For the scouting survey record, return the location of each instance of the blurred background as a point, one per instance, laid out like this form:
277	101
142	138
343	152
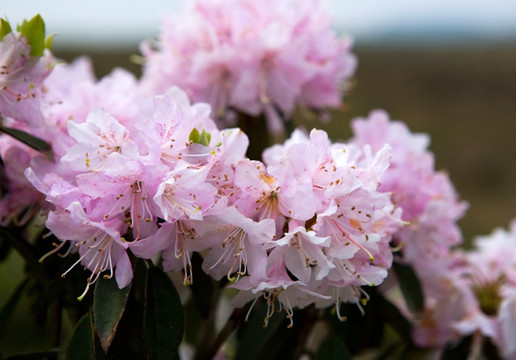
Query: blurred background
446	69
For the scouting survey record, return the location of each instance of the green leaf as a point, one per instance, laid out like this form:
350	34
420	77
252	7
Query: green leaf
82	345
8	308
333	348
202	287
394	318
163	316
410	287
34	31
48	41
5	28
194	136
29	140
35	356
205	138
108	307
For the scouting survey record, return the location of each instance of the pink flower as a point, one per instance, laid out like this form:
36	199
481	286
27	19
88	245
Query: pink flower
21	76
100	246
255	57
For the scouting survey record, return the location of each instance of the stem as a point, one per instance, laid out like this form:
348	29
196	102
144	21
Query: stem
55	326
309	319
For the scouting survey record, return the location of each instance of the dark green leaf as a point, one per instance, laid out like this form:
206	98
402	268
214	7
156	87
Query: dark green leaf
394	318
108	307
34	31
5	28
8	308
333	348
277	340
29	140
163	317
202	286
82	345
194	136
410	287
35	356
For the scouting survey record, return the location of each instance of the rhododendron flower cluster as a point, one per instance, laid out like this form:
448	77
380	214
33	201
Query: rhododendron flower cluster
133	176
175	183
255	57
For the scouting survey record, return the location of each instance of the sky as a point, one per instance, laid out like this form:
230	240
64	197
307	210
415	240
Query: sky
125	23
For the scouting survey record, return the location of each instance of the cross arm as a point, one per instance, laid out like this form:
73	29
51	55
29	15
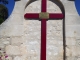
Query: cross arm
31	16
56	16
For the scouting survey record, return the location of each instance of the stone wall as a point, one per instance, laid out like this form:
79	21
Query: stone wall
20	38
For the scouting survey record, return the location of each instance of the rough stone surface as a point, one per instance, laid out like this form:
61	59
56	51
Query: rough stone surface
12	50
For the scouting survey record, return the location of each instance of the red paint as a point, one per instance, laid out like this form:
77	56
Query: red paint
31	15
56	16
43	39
──────────
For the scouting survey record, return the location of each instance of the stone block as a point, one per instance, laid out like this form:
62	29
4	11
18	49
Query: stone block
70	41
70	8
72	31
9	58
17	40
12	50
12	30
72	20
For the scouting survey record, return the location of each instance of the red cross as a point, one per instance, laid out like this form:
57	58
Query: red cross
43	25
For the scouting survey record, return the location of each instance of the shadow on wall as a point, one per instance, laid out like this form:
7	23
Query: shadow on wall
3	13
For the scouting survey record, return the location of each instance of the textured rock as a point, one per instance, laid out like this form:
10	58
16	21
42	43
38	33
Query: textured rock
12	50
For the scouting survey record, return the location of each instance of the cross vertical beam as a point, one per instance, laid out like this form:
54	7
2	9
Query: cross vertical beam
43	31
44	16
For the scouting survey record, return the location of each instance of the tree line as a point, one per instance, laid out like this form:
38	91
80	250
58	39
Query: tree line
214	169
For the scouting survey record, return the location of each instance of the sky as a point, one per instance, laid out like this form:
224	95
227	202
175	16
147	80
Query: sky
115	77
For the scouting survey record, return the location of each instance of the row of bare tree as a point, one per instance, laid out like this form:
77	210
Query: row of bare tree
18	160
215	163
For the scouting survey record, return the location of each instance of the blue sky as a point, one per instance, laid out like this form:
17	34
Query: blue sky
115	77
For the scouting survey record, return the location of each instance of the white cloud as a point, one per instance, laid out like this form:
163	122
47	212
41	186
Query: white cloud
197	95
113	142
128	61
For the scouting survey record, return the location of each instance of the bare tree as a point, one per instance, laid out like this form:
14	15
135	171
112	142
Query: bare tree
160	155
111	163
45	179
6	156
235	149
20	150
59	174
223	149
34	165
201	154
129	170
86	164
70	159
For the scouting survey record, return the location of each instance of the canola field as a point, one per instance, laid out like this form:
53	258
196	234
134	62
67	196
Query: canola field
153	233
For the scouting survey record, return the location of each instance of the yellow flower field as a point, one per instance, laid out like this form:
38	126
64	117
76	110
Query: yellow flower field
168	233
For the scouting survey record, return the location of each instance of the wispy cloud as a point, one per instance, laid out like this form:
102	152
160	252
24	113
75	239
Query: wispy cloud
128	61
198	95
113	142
──────────
◆ Given task
How many lines in the data above contain the word "cloud"? Reply with the number alone.

◆ The completed task
4